Work required –
All lines holding the word "jersey" in the listing below need to be copied.

** Source data follows **

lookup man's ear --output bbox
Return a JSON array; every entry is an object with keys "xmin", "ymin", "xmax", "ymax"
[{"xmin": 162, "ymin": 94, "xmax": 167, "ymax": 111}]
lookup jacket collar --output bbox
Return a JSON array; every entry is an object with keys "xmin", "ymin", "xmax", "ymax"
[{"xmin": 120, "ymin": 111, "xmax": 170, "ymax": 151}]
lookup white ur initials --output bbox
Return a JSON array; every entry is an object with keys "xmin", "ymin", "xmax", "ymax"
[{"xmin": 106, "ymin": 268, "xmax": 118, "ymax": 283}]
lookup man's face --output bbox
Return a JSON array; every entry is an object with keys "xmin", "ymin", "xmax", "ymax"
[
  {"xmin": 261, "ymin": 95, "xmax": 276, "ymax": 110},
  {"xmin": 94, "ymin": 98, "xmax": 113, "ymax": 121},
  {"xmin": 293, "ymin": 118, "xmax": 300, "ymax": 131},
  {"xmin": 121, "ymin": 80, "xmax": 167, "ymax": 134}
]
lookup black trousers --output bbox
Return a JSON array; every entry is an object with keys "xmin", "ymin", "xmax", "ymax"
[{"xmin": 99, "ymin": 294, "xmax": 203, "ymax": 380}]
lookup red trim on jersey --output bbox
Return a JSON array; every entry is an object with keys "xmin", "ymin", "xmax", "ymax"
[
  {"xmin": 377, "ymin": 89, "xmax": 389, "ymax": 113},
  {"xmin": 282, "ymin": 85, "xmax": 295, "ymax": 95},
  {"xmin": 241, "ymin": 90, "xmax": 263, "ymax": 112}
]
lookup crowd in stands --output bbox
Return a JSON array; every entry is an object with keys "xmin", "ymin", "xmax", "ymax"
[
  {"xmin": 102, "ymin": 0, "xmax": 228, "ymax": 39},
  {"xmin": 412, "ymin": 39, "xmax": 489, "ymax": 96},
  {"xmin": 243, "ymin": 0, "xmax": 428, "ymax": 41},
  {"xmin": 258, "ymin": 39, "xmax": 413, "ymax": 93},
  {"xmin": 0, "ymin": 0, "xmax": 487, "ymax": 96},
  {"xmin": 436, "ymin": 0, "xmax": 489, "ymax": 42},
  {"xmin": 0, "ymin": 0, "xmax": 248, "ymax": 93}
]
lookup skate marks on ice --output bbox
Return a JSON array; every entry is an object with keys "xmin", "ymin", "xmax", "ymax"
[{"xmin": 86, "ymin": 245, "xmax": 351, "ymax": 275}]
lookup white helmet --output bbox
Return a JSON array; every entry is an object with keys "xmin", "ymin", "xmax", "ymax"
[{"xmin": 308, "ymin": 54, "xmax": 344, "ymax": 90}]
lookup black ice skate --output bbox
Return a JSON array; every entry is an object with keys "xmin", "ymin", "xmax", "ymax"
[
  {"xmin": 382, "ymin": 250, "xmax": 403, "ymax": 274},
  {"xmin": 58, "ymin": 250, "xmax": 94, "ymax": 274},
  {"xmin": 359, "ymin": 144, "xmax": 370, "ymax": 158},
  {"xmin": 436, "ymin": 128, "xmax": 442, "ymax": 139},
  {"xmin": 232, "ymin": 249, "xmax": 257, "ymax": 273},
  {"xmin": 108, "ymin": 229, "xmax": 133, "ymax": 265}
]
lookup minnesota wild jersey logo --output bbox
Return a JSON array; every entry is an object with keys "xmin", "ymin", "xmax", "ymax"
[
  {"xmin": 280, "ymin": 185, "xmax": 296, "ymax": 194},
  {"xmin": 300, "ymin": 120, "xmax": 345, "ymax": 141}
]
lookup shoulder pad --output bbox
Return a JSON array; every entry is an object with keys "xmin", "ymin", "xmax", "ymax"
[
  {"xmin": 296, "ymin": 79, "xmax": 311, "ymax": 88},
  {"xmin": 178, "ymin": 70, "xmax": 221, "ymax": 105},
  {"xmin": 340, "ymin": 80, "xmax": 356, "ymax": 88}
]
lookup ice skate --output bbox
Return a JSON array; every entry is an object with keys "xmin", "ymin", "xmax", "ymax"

** End of Source data **

Task answer –
lookup red trim on jersey --output bbox
lookup minnesota wild jersey logo --output bbox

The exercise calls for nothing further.